Texto del documento:
::::

México.- Por Jorge Javier Romero. Hasta hace un par de años las voces que planteábamos la necesidad de cambiar el enfoque mundial con el que desde al menos hace cuatro décadas se ha enfrentado el tema de las drogas éramos claramente minoritarias. Desde que en 1969 el presidente Nixon (foto) le declaró la guerra a las drogas y decidió empeñarse en un combate frontal contra el tráfico de toda substancia psicotrópica que no fuera el alcohol (o las drogas de prescripción médica), América Latina se ha enredado en una espiral de violencia con saldos catastróficos para sus Estados, sus sociedades y sus economías.

::::

Entradas de datos almacenados:
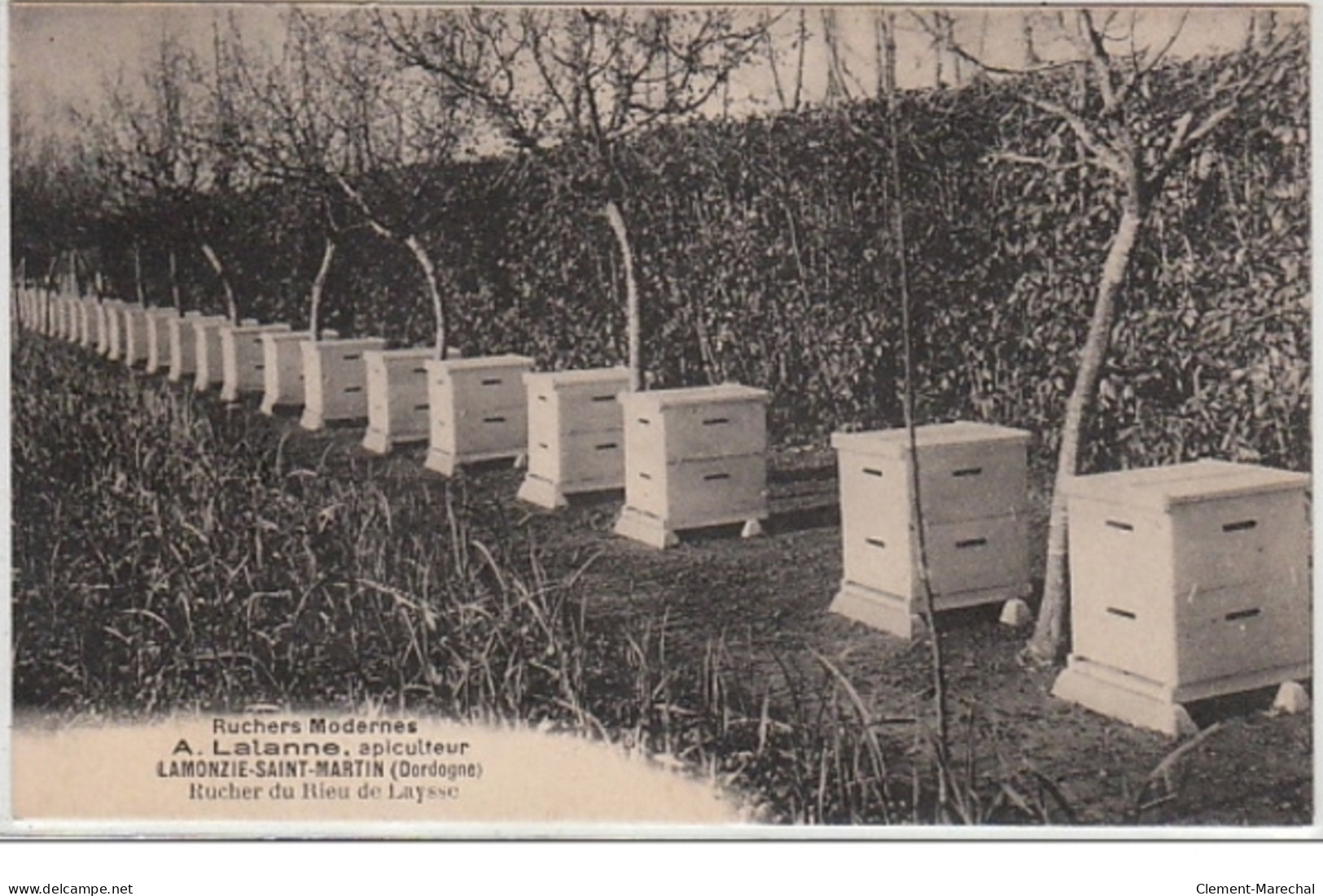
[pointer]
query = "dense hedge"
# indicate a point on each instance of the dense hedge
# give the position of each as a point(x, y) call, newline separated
point(765, 256)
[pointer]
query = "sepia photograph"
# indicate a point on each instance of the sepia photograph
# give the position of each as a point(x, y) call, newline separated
point(642, 421)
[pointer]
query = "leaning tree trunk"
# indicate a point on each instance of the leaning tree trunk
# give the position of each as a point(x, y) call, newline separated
point(319, 283)
point(631, 294)
point(173, 284)
point(232, 308)
point(1049, 643)
point(438, 305)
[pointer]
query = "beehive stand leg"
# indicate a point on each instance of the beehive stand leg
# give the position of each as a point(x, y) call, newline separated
point(878, 611)
point(440, 461)
point(1122, 697)
point(1016, 612)
point(1291, 698)
point(376, 442)
point(311, 419)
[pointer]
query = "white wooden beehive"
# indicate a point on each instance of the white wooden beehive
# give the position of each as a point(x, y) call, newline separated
point(88, 323)
point(478, 410)
point(1187, 582)
point(207, 352)
point(973, 481)
point(694, 457)
point(158, 339)
point(102, 315)
point(282, 370)
point(576, 434)
point(135, 336)
point(335, 381)
point(243, 358)
point(183, 344)
point(397, 396)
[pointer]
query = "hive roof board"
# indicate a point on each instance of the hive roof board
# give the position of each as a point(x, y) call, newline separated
point(694, 396)
point(1163, 488)
point(895, 443)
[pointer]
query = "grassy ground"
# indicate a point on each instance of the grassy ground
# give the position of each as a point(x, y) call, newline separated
point(173, 553)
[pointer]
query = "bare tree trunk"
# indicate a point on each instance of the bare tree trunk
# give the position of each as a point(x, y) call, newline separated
point(232, 308)
point(438, 305)
point(631, 294)
point(1049, 636)
point(318, 286)
point(173, 283)
point(138, 273)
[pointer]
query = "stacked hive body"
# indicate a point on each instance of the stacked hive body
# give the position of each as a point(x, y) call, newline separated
point(243, 360)
point(694, 457)
point(207, 351)
point(158, 339)
point(282, 369)
point(335, 381)
point(973, 488)
point(183, 344)
point(478, 410)
point(397, 396)
point(1187, 582)
point(135, 334)
point(576, 434)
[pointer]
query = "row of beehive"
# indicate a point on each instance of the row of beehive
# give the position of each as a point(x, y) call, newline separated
point(686, 457)
point(1187, 582)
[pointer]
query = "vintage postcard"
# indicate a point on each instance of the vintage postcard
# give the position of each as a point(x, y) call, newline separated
point(690, 421)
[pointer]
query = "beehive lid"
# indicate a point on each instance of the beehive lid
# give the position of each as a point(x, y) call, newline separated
point(580, 377)
point(486, 361)
point(1162, 488)
point(694, 396)
point(895, 443)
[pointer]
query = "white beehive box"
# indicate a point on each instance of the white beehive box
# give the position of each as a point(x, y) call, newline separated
point(576, 434)
point(207, 351)
point(158, 339)
point(397, 396)
point(243, 358)
point(183, 344)
point(135, 334)
point(335, 381)
point(694, 457)
point(478, 410)
point(1187, 582)
point(974, 491)
point(282, 369)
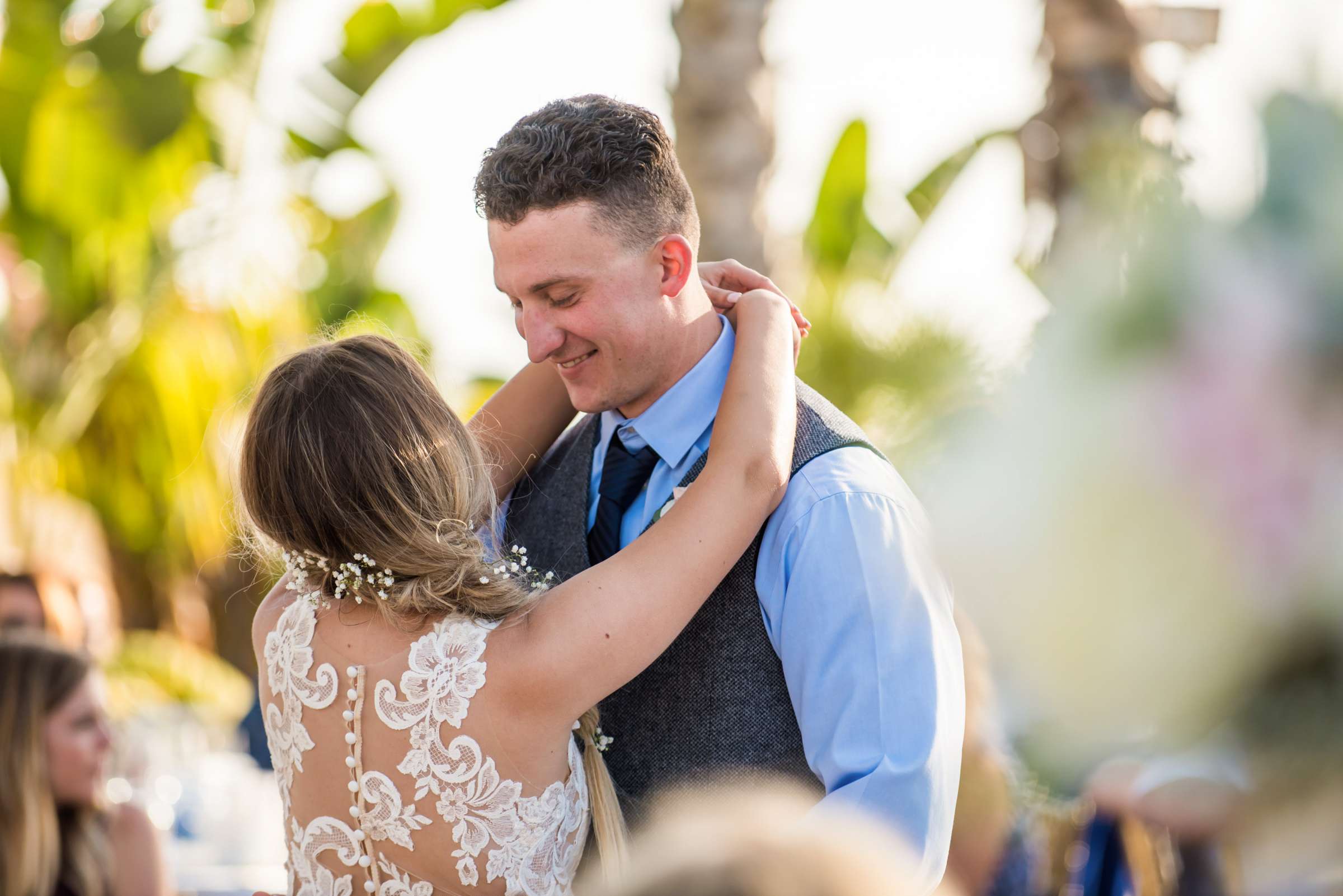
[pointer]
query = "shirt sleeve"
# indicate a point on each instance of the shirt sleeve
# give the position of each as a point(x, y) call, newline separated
point(863, 623)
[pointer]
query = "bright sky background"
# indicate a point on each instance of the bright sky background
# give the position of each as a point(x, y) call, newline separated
point(927, 77)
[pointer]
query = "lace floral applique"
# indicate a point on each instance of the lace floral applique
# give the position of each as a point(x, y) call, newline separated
point(400, 883)
point(308, 876)
point(445, 674)
point(387, 820)
point(289, 656)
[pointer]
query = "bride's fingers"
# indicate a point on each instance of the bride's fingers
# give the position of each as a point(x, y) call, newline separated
point(720, 298)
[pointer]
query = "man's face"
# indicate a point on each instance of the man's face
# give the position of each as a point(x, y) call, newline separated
point(585, 304)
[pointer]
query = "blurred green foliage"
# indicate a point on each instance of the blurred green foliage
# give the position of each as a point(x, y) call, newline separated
point(894, 380)
point(140, 304)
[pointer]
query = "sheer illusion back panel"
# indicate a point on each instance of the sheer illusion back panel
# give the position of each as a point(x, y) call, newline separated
point(388, 761)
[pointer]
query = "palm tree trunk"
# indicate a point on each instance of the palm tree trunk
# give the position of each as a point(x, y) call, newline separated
point(722, 108)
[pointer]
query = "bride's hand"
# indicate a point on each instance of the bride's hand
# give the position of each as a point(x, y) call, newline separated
point(724, 282)
point(776, 302)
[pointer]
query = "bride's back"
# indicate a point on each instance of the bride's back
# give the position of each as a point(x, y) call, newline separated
point(401, 765)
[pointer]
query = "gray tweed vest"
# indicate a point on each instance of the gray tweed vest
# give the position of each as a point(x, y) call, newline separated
point(716, 701)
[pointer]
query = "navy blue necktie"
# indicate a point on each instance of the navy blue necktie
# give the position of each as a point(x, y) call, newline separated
point(622, 478)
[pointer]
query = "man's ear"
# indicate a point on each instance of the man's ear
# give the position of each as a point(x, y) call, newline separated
point(677, 262)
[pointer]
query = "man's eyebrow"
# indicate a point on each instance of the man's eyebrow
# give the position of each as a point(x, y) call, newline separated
point(542, 286)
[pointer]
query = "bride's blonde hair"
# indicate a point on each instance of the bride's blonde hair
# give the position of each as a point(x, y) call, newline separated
point(350, 449)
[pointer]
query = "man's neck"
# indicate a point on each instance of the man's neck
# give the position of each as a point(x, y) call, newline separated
point(696, 337)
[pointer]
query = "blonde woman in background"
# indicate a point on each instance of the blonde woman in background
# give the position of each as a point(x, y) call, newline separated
point(766, 841)
point(55, 837)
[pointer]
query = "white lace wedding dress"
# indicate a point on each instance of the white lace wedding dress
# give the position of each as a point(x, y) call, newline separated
point(374, 799)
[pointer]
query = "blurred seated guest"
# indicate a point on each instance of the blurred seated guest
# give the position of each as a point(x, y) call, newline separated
point(993, 852)
point(1181, 810)
point(21, 602)
point(763, 841)
point(55, 836)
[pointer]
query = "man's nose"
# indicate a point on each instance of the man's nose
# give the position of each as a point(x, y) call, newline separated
point(543, 337)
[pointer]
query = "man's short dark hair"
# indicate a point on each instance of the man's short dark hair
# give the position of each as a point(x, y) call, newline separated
point(594, 149)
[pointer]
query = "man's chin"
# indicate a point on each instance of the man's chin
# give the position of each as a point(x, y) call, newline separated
point(591, 400)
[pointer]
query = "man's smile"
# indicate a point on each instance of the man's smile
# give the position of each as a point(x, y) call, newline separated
point(574, 362)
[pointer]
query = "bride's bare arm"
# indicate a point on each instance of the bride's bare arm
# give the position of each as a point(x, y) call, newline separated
point(520, 422)
point(603, 627)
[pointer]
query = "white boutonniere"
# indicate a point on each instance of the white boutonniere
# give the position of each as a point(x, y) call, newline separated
point(676, 496)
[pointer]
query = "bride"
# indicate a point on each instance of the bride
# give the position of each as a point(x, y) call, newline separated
point(422, 695)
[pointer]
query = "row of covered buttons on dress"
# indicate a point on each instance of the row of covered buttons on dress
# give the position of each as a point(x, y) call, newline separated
point(351, 716)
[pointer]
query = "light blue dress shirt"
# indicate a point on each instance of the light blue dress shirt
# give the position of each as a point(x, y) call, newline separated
point(853, 604)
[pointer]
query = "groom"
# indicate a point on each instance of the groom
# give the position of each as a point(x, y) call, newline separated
point(829, 651)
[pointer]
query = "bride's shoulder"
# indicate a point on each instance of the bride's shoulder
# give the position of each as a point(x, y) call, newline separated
point(270, 609)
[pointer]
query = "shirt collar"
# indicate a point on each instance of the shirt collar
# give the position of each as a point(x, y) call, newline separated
point(679, 418)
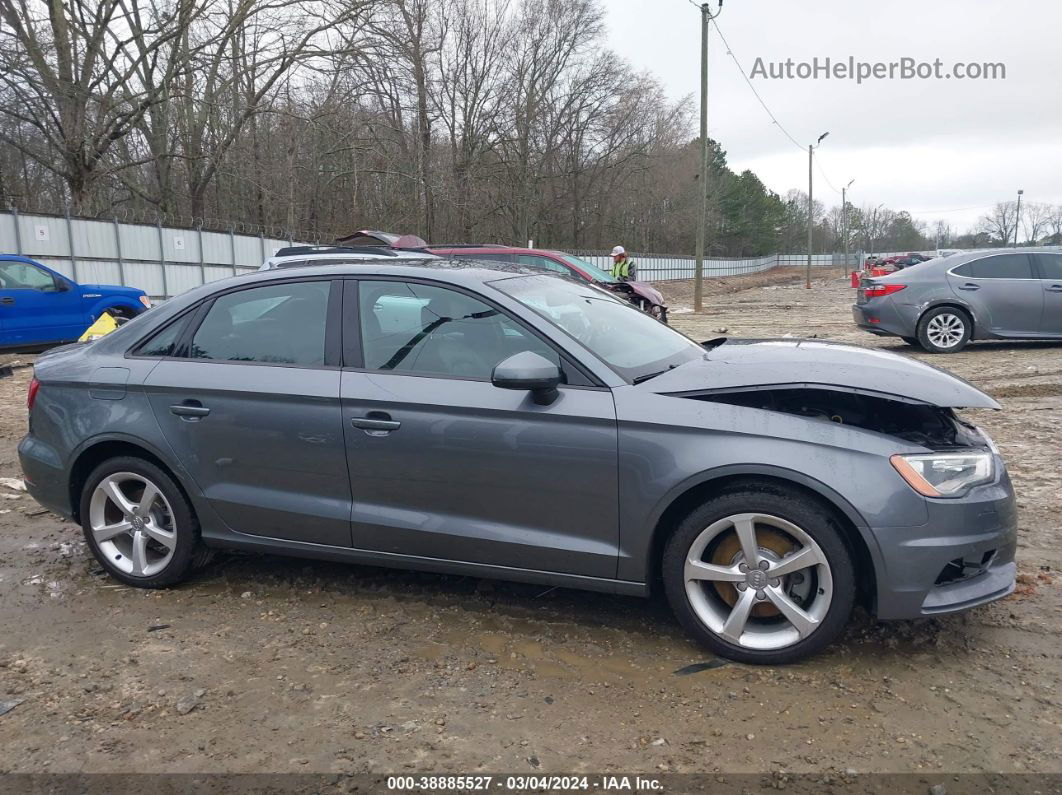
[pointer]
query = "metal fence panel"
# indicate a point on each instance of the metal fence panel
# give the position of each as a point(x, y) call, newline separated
point(164, 260)
point(218, 247)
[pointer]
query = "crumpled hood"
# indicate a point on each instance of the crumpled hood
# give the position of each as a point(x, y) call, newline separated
point(814, 363)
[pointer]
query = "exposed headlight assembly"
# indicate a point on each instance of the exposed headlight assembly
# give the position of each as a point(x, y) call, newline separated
point(944, 474)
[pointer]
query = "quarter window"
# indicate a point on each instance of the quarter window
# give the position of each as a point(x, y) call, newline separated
point(999, 266)
point(165, 342)
point(421, 329)
point(1050, 265)
point(24, 276)
point(279, 324)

::::

Planteamiento: Cite textualmente el fragmento del artículo sobre la guerra contra las drogas que comienza en "México.- Por Jorge" y termina en "y sus economías.".

Problema resuelto:
México.- Por Jorge Javier Romero. Hasta hace un par de años las voces que planteábamos la necesidad de cambiar el enfoque mundial con el que desde al menos hace cuatro décadas se ha enfrentado el tema de las drogas éramos claramente minoritarias. Desde que en 1969 el presidente Nixon (foto) le declaró la guerra a las drogas y decidió empeñarse en un combate frontal contra el tráfico de toda substancia psicotrópica que no fuera el alcohol (o las drogas de prescripción médica), América Latina se ha enredado en una espiral de violencia con saldos catastróficos para sus Estados, sus sociedades y sus economías.